##### Source passage

Can you have a home you love that suits your tastes and style while also accommodating your children and all their toys, gear, and messes? We think so, with a little thoughtful planning and care. To get you started, here are a few ideas from some design experts.
Design A Kid-Friendly Kitchen
In many households, the kitchen is the center of activity—making it even more essential that the room be family-friendly. Robert Dobbs, a certified kitchen and bathroom designer with Elgot, a design company based in Manhattan, says families looking to remodel their kitchen may want to consider “U-shaped kitchens, [because they] work well to keep kids on the opposite side of the island [and away from the cooking area].” Also, Dobbs says to be sure to “leave [ample] space between open oven or dishwasher doors and cabinets,” as this helps enable safe passageway through the kitchen. When it comes to flooring, solid wood or laminate floors are both resilient surfaces that make for easy clean-up, while cork is another good option because it makes standing for long periods of time easier on your feet—and on a baby’s crawling hands and knees. For people with small kitchens, Dobbs says internal storage options like pull-out pantries really maximize space.
Choose Sensible Carpeting
When choosing a carpet for your living room, comfort, maintenance, and aesthetics are all important factors that come into play. “From a health standpoint, wool, cotton, and silk are natural fiber options that are free of any harsh chemicals,” explains Angela Gruszka of ABC Carpet & Home. She recommends these rugs to families with young children or babies, and wool or sheepskin rugs to families with children a bit older, as these rugs are “extremely durable and easily cleanable.” Steven Forrey, sales manager at The Rug Company, agrees, favoring Tibetan wool rugs—particularly for families that are seeking minimal upkeep and maximum décor. Boasting incredibly high-quality wool, these rugs are stain resistant, durable, and natural. As a final
precaution, go barefoot in carpeted areas. Leaving your shoes at the
door will ultimately shorten your housecleaning by a considerable
amount, saving you time and money when it comes to maintaining the
Pick Out The Right Couch
Above all, invest in
durable seating. “A coffee table from Ikea is just as good as a table
from any other place,” says Debbie Wiener, author of “Slob Proof!

##########

* [What you will do]:
• a. For each statement, decide whether it agrees with the passage on kid-friendly home design, answering yes or no and quoting the words of the passage that settle it. (i) Robert Dobbs works with a design company based in Manhattan. (ii) Angela Gruszka recommends wool or sheepskin rugs to families with babies. (iii) Steven Forrey is sales manager at ABC Carpet & Home.
• b. Using the passage on kid-friendly home design, answer each question briefly.
(i) Which kitchen layout does Dobbs say works well to keep kids on the opposite side of the island?
(ii) Which flooring is easier on a baby's crawling hands and knees?
(iii) What kind of rugs does Steven Forrey favor?
The records play no part in any of the work here.

##### Given information

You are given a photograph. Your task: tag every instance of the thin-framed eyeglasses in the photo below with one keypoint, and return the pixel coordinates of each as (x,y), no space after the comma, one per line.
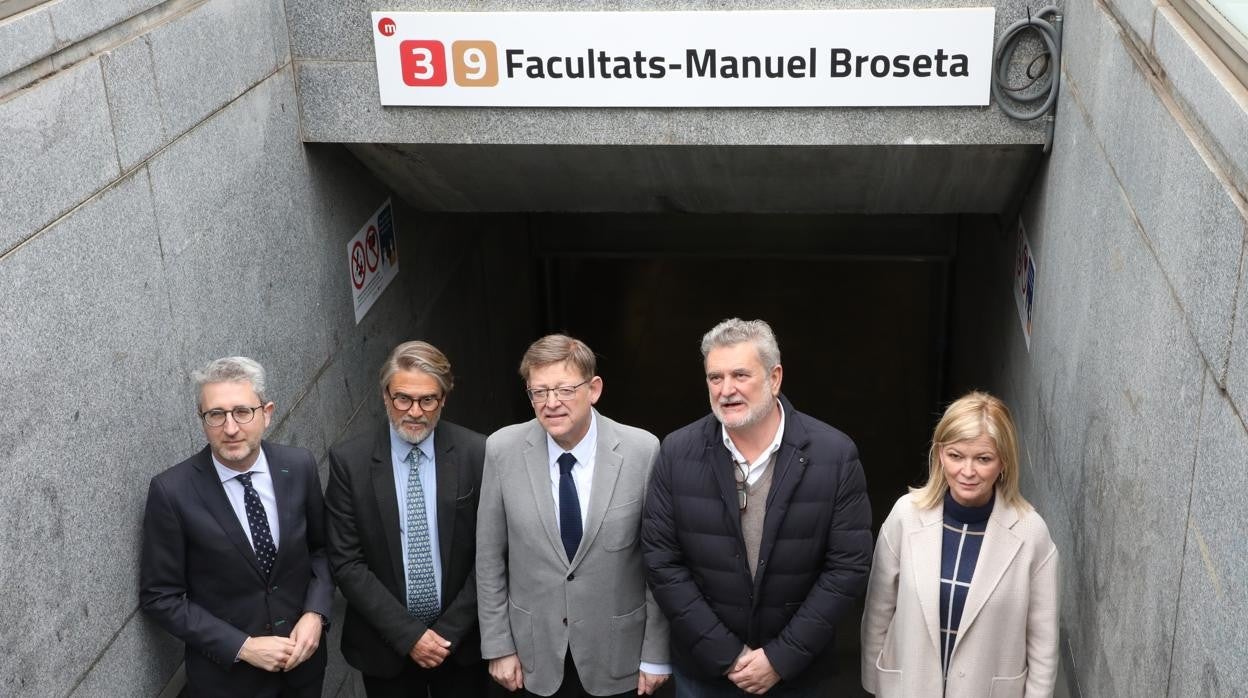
(404,402)
(740,471)
(562,392)
(241,415)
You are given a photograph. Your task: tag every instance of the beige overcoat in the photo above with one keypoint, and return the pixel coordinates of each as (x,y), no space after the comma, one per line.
(1007,639)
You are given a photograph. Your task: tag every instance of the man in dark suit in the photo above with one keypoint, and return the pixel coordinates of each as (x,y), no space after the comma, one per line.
(756,530)
(402,532)
(234,555)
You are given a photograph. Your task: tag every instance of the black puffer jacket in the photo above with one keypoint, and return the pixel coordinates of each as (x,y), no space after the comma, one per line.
(813,561)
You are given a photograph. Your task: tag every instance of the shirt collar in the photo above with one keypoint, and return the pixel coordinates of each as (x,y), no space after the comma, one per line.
(583,451)
(401,447)
(225,473)
(775,442)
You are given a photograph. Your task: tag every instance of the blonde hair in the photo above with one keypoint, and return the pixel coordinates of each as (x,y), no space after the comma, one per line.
(971,416)
(558,349)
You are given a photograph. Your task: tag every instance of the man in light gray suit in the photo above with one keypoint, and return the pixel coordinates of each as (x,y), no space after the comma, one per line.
(560,586)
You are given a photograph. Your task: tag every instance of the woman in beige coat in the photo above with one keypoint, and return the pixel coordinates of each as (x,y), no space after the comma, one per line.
(962,598)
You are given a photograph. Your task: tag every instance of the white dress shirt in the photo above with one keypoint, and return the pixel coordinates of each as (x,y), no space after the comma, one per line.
(582,471)
(583,476)
(760,463)
(236,493)
(399,448)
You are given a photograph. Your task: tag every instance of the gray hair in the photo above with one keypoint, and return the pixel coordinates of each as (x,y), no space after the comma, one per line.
(418,356)
(734,331)
(229,370)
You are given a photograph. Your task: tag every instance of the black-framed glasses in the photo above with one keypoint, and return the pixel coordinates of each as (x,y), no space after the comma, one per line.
(562,392)
(241,415)
(740,471)
(404,402)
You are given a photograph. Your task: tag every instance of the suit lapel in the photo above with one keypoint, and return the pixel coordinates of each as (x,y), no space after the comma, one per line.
(283,492)
(447,477)
(387,503)
(539,478)
(212,493)
(1000,548)
(925,546)
(607,471)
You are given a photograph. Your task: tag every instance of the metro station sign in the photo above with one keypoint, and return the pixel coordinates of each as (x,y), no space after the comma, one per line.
(720,59)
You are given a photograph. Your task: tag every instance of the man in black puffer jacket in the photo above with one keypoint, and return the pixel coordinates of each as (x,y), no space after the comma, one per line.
(756,531)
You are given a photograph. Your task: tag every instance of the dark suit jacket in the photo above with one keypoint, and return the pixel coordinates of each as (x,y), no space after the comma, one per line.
(200,578)
(366,550)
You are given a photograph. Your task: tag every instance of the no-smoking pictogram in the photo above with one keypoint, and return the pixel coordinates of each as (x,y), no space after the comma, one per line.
(357,265)
(373,252)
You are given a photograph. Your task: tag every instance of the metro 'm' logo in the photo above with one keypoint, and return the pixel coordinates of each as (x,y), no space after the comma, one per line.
(424,63)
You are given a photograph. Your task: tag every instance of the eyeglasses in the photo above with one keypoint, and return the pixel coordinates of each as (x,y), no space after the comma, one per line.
(562,393)
(241,415)
(743,492)
(404,402)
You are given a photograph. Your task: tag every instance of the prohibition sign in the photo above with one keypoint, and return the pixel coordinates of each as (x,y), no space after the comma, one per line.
(357,265)
(373,252)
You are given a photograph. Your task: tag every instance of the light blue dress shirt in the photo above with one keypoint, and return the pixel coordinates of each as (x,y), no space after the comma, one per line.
(399,448)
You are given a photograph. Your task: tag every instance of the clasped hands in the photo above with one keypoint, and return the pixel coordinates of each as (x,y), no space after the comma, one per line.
(276,653)
(753,672)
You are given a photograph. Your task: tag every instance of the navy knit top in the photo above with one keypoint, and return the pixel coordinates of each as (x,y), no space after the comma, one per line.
(960,550)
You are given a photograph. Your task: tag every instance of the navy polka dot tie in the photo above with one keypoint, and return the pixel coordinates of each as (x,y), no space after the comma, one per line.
(261,537)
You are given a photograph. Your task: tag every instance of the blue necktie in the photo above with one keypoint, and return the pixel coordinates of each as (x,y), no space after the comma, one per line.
(569,507)
(261,537)
(422,591)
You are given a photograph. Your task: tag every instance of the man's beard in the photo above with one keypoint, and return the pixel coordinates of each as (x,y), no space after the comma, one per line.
(755,415)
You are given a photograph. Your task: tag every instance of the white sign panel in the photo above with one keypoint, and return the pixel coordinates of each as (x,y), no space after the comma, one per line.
(1025,284)
(824,58)
(372,259)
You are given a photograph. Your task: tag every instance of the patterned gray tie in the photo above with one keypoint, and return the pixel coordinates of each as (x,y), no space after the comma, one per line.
(422,591)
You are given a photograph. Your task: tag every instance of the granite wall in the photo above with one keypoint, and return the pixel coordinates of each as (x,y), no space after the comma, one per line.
(1132,398)
(159,210)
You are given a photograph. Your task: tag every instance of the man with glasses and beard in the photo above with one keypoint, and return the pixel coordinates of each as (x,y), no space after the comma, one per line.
(563,603)
(402,531)
(234,548)
(756,531)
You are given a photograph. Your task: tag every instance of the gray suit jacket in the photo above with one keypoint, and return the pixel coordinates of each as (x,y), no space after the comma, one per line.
(531,599)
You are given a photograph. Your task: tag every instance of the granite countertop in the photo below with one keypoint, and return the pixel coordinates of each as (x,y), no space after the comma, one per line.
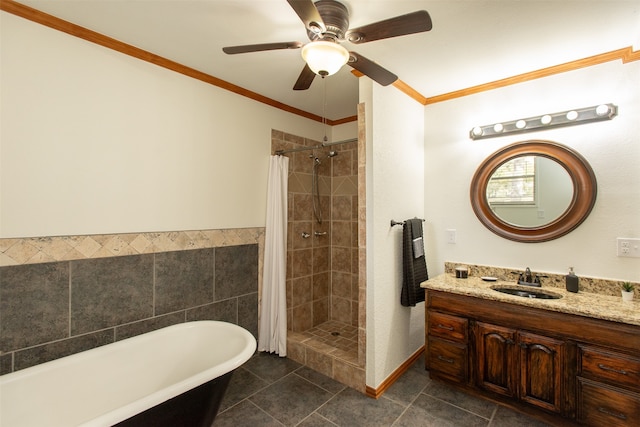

##########

* [Outputs]:
• a.
(i) Yes: "Elgot, a design company based in Manhattan"
(ii) No: "wool or sheepskin rugs to families with children a bit older"
(iii) No: "Steven Forrey, sales manager at The Rug Company"

• b.
(i) U-shaped kitchens
(ii) Cork
(iii) Tibetan wool rugs